> _Exercise requirements_
- A) Say whether each statement agrees with the passage on Benjamin and inflation below. Answer yes or no for each, and quote the words of the passage that decide it.
(i) The remark that money stands at the center of every vital interest is taken from Benjamin's One-Way Street.
(ii) In the example given, banknotes were printed to finance Germany's war reparations.
(iii) The passage holds that our civilization is moving away from self-destruction.
- B) In the passage on Benjamin and inflation below, where does money stand, according to the words quoted from Benjamin?
- C) Continue the passage on Benjamin and inflation below, starting after its last sentence.

The voice of authority that promised salvation from Virus is the same voice that promises salvation from economic freefall. But any ideal of solidarity mobilized by capitalist power under “warlike” conditions (whether the “global health emergency”, “Putin’s war”, or “Hamas’s attacks”) should at least appear unnatural to the reflective mind.

As Benjamin put it in One-Way Street, because ‘money stands ruinously at the center of every vital interest’, the social bond is disintegrating. He reads monetary inflation as the cultural or psychological attitude that accompanies the socioeconomic logic of capital. The hard, objective violence of hyperinflation – here the printing of banknotes to finance Germany’s war reparations – is deployed as a trope to indict the inflation of human ‘stupidity and cowardice’ vis-à-vis the modern dogma of capital’s self-valorisation, which leads the masses to submit to totalitarian diktats in the hope of retaining a modicum of economic privilege. Ultimately, the object of Benjamin’s critique is the hyperinflation of herd-behaviour under economic duress, as expressed in a passage that could be read as a summation of today’s conflation of public virtues and private vices:

‘A curious paradox: people have only the narrowest private interest in mind when they act, yet they are at the same time more than ever determined in their behavior by the instincts of the mass. And more than ever mass instincts have become confused and estranged from life. […] Again and again it has been shown that society’s attachment to its familiar and long-since-forfeited life is so rigid as to nullify the genuinely human application of intellect, forethought, even dire peril. So that in this society the picture of imbecility is complete: uncertainty, indeed perversion of vital instincts, and impotence, indeed decay of the intellect.’[ii]

The ‘curious paradox’ of mass compliance in the name of narrow self-interest captures the folly of an entire civilization suspended between economic collapse and “totalitarian solutions”. There can be no doubt that our civilization is making steady progress toward self-destruction, dispensing the same terror and devastation it once used to assert itself.

> _Exercise data_
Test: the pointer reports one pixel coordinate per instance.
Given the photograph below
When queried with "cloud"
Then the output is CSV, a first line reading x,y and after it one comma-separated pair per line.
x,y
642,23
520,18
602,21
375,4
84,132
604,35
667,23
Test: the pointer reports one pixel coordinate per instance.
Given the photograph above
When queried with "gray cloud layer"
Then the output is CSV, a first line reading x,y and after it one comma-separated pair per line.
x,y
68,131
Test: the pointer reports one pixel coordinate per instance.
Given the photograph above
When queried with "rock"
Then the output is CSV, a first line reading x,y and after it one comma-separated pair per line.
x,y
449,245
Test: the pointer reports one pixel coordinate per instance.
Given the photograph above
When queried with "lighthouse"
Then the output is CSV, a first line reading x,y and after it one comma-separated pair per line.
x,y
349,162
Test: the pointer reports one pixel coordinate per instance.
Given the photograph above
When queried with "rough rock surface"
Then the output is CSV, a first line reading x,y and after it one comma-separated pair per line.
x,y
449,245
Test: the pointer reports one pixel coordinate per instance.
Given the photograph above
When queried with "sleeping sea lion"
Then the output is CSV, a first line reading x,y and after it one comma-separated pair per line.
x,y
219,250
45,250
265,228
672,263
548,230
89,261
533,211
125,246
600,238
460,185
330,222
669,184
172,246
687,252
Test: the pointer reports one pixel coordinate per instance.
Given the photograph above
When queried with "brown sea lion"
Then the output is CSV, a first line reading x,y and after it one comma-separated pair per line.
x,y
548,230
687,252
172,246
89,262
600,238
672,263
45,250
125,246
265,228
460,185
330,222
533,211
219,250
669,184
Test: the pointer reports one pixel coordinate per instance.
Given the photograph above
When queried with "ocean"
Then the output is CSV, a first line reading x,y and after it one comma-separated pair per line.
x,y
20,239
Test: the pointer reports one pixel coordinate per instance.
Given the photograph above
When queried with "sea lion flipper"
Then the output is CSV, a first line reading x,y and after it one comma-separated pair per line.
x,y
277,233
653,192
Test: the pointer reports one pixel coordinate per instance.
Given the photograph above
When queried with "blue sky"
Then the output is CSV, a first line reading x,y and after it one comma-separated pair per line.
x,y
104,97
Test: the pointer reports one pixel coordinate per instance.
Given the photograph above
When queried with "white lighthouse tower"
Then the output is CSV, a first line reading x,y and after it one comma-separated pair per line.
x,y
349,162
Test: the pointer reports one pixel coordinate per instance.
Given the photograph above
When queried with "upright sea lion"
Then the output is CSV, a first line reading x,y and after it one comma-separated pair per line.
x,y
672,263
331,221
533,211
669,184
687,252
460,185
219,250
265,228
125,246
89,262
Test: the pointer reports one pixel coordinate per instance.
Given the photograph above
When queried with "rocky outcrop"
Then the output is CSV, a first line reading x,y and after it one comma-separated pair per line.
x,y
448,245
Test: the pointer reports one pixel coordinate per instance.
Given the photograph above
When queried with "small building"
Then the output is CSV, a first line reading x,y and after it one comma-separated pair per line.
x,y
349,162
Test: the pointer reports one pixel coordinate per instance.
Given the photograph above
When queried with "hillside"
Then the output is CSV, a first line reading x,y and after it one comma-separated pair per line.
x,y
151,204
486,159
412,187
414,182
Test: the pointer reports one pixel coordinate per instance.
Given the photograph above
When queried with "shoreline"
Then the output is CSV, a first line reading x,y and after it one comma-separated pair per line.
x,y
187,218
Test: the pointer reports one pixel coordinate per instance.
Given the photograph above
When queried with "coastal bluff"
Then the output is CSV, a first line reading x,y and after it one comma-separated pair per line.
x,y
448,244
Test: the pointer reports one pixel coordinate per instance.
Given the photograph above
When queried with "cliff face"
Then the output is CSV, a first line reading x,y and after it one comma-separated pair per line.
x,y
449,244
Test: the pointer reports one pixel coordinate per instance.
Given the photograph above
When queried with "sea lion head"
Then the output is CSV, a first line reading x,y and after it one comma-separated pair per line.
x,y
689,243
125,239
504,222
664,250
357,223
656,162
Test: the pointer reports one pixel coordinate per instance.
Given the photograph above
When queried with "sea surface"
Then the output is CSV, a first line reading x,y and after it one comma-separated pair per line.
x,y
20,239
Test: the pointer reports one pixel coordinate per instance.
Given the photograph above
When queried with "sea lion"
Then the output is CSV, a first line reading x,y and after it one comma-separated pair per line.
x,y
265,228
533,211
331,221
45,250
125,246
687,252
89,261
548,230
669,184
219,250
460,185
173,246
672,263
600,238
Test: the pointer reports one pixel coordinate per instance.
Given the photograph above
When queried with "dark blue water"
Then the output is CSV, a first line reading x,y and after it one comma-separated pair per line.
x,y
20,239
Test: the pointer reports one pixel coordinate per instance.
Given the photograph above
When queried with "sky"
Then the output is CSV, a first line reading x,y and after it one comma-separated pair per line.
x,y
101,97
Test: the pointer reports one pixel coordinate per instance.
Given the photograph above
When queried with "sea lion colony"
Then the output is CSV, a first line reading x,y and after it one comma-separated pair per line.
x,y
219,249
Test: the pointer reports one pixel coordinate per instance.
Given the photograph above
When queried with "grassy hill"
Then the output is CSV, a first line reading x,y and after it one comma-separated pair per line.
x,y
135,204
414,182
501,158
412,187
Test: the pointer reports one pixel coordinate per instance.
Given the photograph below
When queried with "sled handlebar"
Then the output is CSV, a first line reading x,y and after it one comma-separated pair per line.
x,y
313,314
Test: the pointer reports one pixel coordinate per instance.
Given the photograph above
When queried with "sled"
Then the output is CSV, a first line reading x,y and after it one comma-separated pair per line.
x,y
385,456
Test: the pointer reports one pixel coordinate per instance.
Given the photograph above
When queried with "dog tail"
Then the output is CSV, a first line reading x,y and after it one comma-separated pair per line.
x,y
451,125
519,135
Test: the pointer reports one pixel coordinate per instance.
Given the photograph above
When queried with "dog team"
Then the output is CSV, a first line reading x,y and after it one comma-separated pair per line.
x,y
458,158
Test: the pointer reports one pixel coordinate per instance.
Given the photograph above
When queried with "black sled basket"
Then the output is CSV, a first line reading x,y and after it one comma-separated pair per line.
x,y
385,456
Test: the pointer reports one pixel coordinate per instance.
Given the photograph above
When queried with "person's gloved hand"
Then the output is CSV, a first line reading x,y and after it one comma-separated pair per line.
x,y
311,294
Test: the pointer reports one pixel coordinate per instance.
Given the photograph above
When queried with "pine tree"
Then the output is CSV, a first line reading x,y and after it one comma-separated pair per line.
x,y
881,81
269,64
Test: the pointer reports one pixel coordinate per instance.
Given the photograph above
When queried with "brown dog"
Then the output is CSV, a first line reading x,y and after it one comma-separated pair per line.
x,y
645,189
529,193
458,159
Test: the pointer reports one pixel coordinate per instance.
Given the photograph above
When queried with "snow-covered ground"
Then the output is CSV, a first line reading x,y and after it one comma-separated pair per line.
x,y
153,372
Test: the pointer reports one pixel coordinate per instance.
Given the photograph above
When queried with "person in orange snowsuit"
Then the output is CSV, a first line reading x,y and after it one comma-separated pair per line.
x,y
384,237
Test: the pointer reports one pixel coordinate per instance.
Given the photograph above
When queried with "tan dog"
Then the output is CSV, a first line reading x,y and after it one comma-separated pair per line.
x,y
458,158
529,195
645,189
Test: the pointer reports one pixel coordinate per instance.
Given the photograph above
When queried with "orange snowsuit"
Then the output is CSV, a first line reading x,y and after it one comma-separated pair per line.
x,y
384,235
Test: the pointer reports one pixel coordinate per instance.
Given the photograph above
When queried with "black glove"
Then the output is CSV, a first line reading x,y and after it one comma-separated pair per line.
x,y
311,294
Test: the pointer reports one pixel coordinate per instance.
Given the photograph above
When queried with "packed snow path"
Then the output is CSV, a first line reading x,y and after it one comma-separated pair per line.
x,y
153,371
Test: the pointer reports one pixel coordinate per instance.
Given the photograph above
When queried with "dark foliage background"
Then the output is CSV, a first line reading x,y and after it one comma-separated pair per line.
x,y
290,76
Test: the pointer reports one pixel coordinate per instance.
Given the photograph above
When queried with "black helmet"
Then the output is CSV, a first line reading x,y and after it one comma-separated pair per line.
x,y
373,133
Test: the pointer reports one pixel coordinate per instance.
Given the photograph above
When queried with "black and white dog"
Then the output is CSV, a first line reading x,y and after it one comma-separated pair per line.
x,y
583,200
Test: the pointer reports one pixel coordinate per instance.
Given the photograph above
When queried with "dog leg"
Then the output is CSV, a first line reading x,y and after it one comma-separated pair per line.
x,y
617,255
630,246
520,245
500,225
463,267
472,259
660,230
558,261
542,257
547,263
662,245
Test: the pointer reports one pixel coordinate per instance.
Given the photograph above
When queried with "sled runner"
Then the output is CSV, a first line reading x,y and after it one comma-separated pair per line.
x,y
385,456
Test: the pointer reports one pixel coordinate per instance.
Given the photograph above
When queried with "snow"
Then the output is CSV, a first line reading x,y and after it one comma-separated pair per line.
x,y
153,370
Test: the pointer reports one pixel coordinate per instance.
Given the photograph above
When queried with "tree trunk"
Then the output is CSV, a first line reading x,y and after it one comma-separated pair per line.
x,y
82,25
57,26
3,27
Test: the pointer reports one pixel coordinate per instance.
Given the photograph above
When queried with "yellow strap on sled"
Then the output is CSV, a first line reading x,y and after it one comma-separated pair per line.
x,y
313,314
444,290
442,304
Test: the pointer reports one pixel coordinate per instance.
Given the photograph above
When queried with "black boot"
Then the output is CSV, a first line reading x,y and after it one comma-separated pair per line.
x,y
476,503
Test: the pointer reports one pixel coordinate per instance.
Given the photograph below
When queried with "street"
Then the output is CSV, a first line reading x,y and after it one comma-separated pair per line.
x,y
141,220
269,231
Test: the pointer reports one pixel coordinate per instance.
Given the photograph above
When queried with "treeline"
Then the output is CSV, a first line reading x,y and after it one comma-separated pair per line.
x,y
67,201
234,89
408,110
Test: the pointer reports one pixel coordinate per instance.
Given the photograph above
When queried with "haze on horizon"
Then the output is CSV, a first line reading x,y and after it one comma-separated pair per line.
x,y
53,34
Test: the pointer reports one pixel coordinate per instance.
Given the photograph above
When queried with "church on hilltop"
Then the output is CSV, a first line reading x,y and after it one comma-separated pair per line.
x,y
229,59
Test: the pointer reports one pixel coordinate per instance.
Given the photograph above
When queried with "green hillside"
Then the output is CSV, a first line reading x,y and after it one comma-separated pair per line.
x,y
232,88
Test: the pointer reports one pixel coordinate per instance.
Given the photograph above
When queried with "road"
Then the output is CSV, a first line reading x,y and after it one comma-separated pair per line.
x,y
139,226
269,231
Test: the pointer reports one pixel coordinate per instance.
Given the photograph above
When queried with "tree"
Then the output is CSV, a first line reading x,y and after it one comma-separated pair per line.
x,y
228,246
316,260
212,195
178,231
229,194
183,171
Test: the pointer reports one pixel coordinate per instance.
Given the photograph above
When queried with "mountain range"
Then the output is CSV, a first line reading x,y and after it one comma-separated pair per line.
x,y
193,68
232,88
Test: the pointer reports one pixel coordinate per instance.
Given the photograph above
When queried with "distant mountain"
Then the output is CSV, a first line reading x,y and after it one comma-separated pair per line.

> _Responses by item number_
- A)
(i) Yes: "As Benjamin put it in One-Way Street, because ‘money stands ruinously at the center of every vital interest’"
(ii) Yes: "here the printing of banknotes to finance Germany’s war reparations"
(iii) No: "our civilization is making steady progress toward self-destruction"

- B) Money stands "ruinously at the center of every vital interest."

- C)
It seems fitting to conclude with a brief reference to a brilliant North-American sage of the 17th century known as Kandiaronk. In his dialogues with French coloniser Baron de Lahontan, published in a travelogue that became very popular in the Enlightenment salons of 18th century Europe, the indigenous philosopher-statesman Kandiaronk resolutely rejected the argument that the European civilization was superior to that of his native Wendat people. In dissecting the central categories of what effectively was bourgeoning capitalism (including economics, politics, religion, and health) Kandiaronk argued that Europe would be better off dismantling its entire social system as based on money, the pursuit of material self-interest, laws of coercive nature, lack of mutual aid, and blind submission to authority. In this respect, his indictment of money (which the Wendat did not use, and referred to as “the French serpent”) is worth quoting:

‘I affirm that what you call money is the devil of devils; the tyrant of the French, the source of all evils; the bane of soul and slaughterhouse of the living. To imagine that one can live in the country of money and preserve one’s soul is like imagining one can preserve one’s life at the bottom of a lake. Money is the father of luxury, lasciviousness, intrigues, trickery, lies, betrayal, insincerity – all of the world’s worst behaviour.’[iii]

While the image of the “noble savage” popularised by Jean-Jacques Rousseau is no doubt a European fantasy, the Indigenous American’s critique of the settlers’ mores and social categories is particularly stimulating today, at a time when a system based on the compulsive pursuit of money’s self-expansion is heading blindly and remorselessly toward self-destruction.



[i] W. Benjamin, One-Way Street (Cambridge, MA and London: Harvard University Press, 2016), pp. 32-33.

[ii] Ibid, p. 34.

[iii] Quoted in David Graeber and David Wengrow, The Dawn of Everything. A New History of Humanity (London: Penguin Books, 2021), pp. 54-55.